EXERCISE INSTRUCTIONS >>
**a)** In the article about Country Joe McDonald's tribute to Florence Nightingale, who gave the 1981 conference presentation that challenged the audience to understand the war's effects on women and military nurses?
**b)** Using the article about Country Joe McDonald's tribute to Florence Nightingale, mark each statement yes or no, and quote the words of the article that decide it: (i) The performance took place in Cole Hall on the UC San Francisco Parnassus campus. (ii) Nightingale first made her name as a military nurse during the Boer War. (iii) McDonald's presentation runs 50 minutes.
**c)** Duplicate the stretch of the article about Country Joe McDonald's tribute to Florence Nightingale from "In a solo lunchtime" through "and military nurses.".

Country Joe McDonald sings an ode to Florence Nightingale (photos by Elisabeth Fall).

Country Joe McDonald sings an ode to Florence Nightingale (photos by Elisabeth Fall).

Without Nurses, I Don’t Know Where the F--- We Would Be

In a solo lunchtime performance in Cole Hall, on the UC San Francisco Parnassus campus, Country Joe McDonald of Woodstock fame paid tribute to veterans, nursing and an underappreciated hero of modern health care: Florence Nightingale.

The event was part of the campus’s efforts to honor veterans, sponsored by Campus Life Services, UC San Francisco School of Nursing and several School faculty members who served as military nurses. Though McDonald has long been associated with antiwar activism, he has also been a consistent advocate for those who serve in the military. In 1981, while attending a conference on the problems facing Vietnam vets, he heard a presentation by Vietnam nurse Lynda Van Devanter that challenged those in the audience to understand the effects of the war on women and military nurses.

Country Joe McDonald outside the UCSF School of Nursing “I took up that challenge,” McDonald said at the UCSF event. Doing so led him to Nightingale, who first made her name as a military nurse during the Crimean War.

Since that 1981 conference, McDonald has transformed himself into a Nightingale advocate, accumulating a wealth of material, much of which appears in a dedicated section of his website. His 50-minute presentation, which he has performed in many different settings, includes slides, videos, readings from Nightingale’s work and a series of original songs about “the lady with the lamp” – a reference to a nickname that arose from Nightingale’s habit of making nightly rounds through a facility where wounded English soldiers were housed.

[Saved entries]
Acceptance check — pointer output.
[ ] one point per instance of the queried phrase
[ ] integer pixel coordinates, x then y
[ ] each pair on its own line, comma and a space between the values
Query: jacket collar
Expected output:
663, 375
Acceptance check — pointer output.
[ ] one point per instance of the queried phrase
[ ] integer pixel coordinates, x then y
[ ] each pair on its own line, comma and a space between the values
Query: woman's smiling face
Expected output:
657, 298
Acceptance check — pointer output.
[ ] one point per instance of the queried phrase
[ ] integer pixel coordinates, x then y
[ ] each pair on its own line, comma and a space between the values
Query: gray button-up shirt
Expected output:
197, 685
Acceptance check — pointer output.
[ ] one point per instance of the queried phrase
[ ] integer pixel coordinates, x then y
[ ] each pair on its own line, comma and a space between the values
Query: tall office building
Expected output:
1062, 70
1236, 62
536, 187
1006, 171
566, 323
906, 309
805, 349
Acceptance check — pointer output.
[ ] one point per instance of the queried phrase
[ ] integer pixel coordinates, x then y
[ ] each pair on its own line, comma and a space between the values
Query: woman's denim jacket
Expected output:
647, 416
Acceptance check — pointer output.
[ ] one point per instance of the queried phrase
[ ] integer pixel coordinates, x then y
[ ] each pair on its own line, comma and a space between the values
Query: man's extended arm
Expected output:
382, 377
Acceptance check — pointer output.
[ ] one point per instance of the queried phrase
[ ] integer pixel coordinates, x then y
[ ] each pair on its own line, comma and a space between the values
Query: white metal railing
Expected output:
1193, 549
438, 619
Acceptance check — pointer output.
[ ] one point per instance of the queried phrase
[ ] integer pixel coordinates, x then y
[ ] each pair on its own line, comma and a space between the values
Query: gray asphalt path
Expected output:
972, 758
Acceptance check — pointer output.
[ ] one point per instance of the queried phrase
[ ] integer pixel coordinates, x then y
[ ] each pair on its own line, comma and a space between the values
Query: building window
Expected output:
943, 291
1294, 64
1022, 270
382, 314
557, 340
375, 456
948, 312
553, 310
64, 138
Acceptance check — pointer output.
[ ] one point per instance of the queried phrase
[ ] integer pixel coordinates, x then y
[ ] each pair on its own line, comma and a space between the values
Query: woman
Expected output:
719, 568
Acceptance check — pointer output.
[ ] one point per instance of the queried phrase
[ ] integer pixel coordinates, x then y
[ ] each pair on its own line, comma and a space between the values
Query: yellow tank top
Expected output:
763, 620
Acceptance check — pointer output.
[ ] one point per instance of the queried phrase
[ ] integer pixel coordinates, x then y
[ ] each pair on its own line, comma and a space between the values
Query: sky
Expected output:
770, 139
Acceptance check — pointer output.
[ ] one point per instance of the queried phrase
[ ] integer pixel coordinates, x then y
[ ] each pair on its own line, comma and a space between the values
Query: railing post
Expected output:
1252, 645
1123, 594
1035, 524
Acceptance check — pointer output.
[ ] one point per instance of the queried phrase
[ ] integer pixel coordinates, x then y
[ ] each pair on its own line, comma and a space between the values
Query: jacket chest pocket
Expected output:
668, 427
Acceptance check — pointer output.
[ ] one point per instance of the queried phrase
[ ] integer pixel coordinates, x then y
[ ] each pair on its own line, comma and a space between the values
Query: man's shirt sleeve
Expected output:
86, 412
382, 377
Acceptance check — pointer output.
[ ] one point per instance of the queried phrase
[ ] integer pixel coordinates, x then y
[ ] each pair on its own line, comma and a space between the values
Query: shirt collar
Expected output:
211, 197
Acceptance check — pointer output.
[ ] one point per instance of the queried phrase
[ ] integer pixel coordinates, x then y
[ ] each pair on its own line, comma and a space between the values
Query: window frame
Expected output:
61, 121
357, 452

ANSWERS >>
**a)** Vietnam nurse Lynda Van Devanter.

**b)**
(i) Yes: "In a solo lunchtime performance in Cole Hall, on the UC San Francisco Parnassus campus"
(ii) No: "who first made her name as a military nurse during the Crimean War"
(iii) Yes: "His 50-minute presentation"

**c)**
In a solo lunchtime performance in Cole Hall, on the UC San Francisco Parnassus campus, Country Joe McDonald of Woodstock fame paid tribute to veterans, nursing and an underappreciated hero of modern health care: Florence Nightingale.

The event was part of the campus’s efforts to honor veterans, sponsored by Campus Life Services, UC San Francisco School of Nursing and several School faculty members who served as military nurses. Though McDonald has long been associated with antiwar activism, he has also been a consistent advocate for those who serve in the military. In 1981, while attending a conference on the problems facing Vietnam vets, he heard a presentation by Vietnam nurse Lynda Van Devanter that challenged those in the audience to understand the effects of the war on women and military nurses.